Given data:
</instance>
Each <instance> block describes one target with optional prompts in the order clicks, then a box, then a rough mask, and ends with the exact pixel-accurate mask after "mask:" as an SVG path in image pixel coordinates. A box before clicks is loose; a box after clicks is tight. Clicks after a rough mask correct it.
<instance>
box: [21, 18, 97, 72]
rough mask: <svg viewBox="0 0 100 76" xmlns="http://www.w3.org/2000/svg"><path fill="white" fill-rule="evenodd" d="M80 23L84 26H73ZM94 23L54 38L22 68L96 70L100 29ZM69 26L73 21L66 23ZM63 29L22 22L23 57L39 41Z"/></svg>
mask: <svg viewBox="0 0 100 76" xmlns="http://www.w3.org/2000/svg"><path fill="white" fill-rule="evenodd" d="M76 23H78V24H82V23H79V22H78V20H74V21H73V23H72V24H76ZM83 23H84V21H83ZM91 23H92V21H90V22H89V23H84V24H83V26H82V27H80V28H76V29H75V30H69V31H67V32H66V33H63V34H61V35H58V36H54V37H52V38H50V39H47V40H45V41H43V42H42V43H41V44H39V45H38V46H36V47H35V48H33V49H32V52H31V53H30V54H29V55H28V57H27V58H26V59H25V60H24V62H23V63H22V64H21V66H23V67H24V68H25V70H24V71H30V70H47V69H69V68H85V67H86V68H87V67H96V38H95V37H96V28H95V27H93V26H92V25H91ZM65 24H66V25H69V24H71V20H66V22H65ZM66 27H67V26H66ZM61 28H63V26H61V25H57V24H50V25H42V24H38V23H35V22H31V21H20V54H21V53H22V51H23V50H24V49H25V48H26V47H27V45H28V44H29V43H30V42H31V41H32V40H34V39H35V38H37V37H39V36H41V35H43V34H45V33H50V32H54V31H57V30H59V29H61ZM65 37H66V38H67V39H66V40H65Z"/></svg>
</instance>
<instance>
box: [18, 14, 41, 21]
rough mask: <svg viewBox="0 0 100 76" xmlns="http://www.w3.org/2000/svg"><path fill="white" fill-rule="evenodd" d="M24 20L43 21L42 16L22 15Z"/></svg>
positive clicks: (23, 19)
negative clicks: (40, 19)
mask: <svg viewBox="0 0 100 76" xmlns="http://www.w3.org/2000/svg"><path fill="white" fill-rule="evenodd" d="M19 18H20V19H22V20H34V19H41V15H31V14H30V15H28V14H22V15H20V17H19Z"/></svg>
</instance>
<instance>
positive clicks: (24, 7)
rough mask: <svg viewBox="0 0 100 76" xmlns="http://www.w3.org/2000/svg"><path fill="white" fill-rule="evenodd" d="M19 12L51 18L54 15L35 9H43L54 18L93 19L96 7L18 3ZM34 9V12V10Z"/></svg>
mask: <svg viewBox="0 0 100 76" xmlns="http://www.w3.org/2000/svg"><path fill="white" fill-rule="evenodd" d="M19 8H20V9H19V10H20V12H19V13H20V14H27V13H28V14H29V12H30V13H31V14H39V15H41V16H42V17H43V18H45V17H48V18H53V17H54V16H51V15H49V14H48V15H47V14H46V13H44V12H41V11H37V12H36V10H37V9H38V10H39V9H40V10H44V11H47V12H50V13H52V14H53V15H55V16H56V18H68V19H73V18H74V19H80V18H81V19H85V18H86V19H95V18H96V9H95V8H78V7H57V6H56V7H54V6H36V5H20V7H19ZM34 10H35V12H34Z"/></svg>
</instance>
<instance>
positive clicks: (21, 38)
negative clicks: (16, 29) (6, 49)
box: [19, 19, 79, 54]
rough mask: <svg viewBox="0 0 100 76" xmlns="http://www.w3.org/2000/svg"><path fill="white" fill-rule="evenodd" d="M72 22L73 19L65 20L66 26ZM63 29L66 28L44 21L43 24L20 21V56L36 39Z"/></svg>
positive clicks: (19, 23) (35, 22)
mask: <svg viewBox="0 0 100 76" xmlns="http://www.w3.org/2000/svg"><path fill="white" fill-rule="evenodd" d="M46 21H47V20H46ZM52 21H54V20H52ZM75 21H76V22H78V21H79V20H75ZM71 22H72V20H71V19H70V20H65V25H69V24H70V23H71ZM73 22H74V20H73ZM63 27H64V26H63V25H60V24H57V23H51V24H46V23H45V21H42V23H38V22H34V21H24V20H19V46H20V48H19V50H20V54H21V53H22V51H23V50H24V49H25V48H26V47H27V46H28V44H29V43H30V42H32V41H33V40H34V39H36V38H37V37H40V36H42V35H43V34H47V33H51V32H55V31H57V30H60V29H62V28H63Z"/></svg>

What is needed: Pick out each line of the material that contains the string "rough", and copy those lines. Treat the match as case-sensitive.

Solution to this exercise:
Each <instance> block describes one target with optional prompts in the order clicks, then a box, then a rough mask, and ends with the exact pixel-accurate mask after "mask:" as an SVG path in image pixel coordinates. A box before clicks is loose; a box after clicks is tight. Clicks after a rough mask correct it.
rough mask: <svg viewBox="0 0 100 76" xmlns="http://www.w3.org/2000/svg"><path fill="white" fill-rule="evenodd" d="M80 23L84 26H73ZM94 23L54 38L22 68L96 70L100 29ZM69 26L73 21L66 23ZM63 29L22 22L23 57L39 41Z"/></svg>
rough mask: <svg viewBox="0 0 100 76" xmlns="http://www.w3.org/2000/svg"><path fill="white" fill-rule="evenodd" d="M24 20L43 21L42 16L22 15Z"/></svg>
rough mask: <svg viewBox="0 0 100 76" xmlns="http://www.w3.org/2000/svg"><path fill="white" fill-rule="evenodd" d="M19 12L51 18L54 15L35 9H43L54 18L93 19L96 7L18 3ZM34 9V12V10Z"/></svg>
rough mask: <svg viewBox="0 0 100 76" xmlns="http://www.w3.org/2000/svg"><path fill="white" fill-rule="evenodd" d="M72 22L73 19L65 20L66 26ZM63 29L66 28L44 21L43 24L20 21V56L36 39Z"/></svg>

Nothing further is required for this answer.